### Given exercise
Rewrite the listing below as a JSON list of strings with one string per line, omitting blank lines. Leave the pictures out of your answer.

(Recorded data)
● ● ● ●

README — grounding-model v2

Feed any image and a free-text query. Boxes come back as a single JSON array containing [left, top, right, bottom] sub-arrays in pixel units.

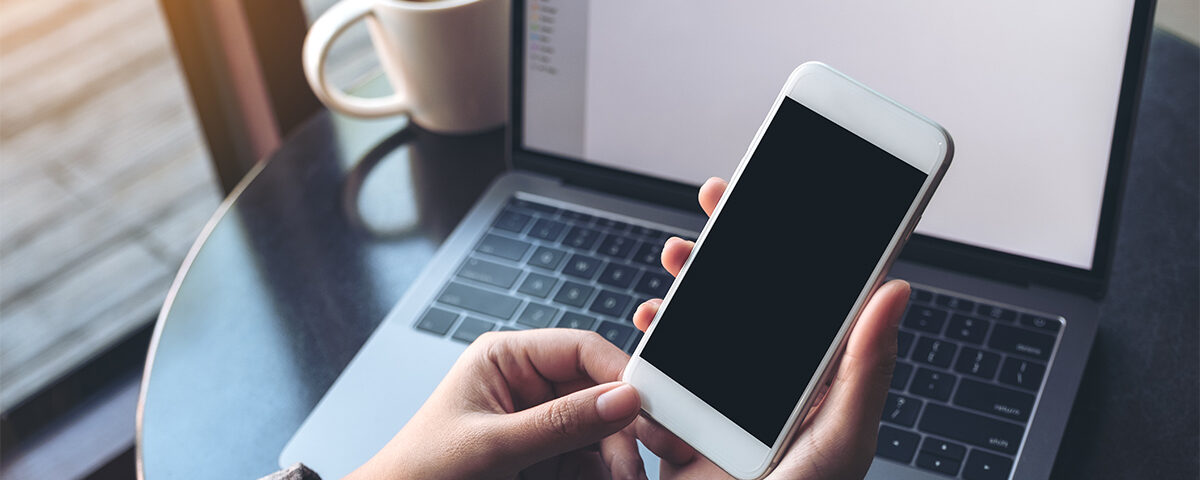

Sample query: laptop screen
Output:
[[521, 0, 1134, 270]]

● ● ● ●

### Expected answer
[
  "README — grounding-model v2",
  "Feed any image and a free-text query. Boxes come back as a single JSON array containing [left, top, right, bottom] sub-arrays in pixel units.",
  "Sample query: laptop screen",
  "Output:",
  "[[521, 0, 1134, 270]]"
]